[MATERIAL FOR THIS TASK — start]

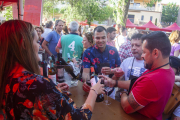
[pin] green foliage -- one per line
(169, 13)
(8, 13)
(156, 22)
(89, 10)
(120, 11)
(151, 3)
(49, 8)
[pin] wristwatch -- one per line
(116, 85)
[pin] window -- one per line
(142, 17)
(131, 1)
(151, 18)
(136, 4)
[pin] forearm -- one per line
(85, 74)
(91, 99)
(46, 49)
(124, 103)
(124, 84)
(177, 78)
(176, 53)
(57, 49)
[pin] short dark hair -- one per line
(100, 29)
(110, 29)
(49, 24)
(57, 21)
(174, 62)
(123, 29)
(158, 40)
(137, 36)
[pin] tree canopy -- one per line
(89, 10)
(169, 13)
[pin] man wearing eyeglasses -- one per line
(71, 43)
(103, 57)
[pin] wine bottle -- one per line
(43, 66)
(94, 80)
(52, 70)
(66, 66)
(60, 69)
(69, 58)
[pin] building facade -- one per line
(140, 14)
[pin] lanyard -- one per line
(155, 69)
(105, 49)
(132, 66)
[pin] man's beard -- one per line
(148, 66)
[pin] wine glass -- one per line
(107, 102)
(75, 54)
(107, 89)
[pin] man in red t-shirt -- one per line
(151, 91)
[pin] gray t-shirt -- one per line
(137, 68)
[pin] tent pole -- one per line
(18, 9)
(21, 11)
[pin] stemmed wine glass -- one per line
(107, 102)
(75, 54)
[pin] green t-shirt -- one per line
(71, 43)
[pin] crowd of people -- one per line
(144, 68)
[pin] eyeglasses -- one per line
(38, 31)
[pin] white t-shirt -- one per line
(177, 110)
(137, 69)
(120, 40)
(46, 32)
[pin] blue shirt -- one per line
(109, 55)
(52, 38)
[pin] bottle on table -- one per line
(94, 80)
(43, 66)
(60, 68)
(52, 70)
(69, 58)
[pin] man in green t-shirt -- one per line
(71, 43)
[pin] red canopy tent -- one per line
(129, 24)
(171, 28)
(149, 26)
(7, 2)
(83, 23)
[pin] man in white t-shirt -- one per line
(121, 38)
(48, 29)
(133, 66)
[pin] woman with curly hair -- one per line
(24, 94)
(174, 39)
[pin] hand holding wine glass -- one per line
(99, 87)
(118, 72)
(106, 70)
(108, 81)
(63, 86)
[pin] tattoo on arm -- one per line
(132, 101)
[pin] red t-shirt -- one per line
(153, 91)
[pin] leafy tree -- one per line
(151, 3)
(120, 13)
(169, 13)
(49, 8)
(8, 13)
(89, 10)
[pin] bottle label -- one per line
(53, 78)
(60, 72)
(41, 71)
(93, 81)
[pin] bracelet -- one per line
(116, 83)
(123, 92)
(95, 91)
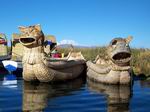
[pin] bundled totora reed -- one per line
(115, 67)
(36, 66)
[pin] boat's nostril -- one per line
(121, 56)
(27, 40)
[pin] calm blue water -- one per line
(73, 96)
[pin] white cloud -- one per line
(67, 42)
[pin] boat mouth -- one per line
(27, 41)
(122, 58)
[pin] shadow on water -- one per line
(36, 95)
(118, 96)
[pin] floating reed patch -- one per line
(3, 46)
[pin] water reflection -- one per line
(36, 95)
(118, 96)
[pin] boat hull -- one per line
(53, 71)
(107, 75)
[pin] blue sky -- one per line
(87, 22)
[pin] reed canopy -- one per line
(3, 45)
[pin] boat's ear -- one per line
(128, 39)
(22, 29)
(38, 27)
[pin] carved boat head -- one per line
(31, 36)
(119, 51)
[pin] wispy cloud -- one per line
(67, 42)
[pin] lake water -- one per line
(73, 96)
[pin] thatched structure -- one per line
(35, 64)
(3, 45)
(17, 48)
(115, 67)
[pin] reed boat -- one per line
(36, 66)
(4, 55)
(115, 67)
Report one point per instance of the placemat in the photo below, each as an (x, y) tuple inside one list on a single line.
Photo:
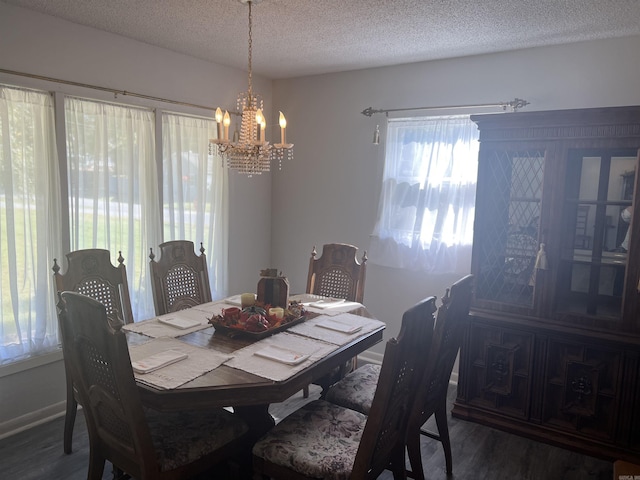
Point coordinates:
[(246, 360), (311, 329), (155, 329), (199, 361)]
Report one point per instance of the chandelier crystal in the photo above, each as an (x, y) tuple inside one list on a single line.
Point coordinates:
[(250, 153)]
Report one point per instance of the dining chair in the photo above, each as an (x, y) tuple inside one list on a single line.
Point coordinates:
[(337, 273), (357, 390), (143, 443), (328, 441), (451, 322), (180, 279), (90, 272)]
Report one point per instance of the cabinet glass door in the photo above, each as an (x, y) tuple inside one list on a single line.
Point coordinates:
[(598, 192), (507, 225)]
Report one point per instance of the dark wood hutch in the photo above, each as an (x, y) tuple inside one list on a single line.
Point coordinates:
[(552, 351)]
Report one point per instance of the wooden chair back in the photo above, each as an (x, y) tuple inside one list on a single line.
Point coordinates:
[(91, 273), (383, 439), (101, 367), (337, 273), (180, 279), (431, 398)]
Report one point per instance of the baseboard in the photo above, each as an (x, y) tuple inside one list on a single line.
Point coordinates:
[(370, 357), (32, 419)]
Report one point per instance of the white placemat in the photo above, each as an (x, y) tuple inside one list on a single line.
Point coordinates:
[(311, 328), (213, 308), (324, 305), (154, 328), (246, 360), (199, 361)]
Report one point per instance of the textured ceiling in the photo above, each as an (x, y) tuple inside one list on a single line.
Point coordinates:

[MATERIAL FOR THIS TASK — finish]
[MATERIAL FOR THIS TASK — start]

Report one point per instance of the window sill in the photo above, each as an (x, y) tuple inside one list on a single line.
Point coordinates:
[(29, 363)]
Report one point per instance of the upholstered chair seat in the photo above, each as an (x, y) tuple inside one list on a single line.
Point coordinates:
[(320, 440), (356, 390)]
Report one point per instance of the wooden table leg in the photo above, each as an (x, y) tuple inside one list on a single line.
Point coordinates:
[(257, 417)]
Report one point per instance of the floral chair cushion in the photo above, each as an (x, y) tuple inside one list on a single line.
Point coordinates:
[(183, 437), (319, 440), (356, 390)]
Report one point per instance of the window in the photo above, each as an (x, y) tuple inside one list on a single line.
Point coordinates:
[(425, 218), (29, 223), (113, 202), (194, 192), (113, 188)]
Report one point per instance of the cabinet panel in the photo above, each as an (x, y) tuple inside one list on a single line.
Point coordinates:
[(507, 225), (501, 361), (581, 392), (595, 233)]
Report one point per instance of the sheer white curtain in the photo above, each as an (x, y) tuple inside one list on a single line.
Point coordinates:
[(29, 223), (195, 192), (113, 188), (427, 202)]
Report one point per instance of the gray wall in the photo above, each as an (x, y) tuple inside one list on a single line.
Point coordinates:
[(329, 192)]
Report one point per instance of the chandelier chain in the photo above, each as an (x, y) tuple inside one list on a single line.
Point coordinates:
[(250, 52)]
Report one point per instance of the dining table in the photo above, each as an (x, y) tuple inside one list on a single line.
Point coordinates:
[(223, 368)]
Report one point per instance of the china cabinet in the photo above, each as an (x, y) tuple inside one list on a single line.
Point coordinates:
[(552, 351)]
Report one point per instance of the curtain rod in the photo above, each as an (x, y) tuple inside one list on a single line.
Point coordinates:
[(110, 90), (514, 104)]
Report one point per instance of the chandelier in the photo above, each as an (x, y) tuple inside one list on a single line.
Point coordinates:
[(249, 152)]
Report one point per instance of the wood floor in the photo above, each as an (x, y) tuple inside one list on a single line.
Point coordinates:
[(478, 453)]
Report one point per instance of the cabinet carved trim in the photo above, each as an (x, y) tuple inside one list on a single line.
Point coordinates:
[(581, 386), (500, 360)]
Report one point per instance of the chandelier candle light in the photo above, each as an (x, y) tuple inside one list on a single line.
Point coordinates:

[MATERIAL FOR THIS TASK — finish]

INSTRUCTIONS TO FOLLOW
Return each line from the data where the string "curtain" can be found.

SOLUTION TO THE PROBLEM
Report one point per instance of the sheer white curtain in the photo above, each as an (x, y) tuple inside one list on a single line.
Report one point per instance of the curtain rod in the photo above, each as an (x, y) tuple inside one list on a single line.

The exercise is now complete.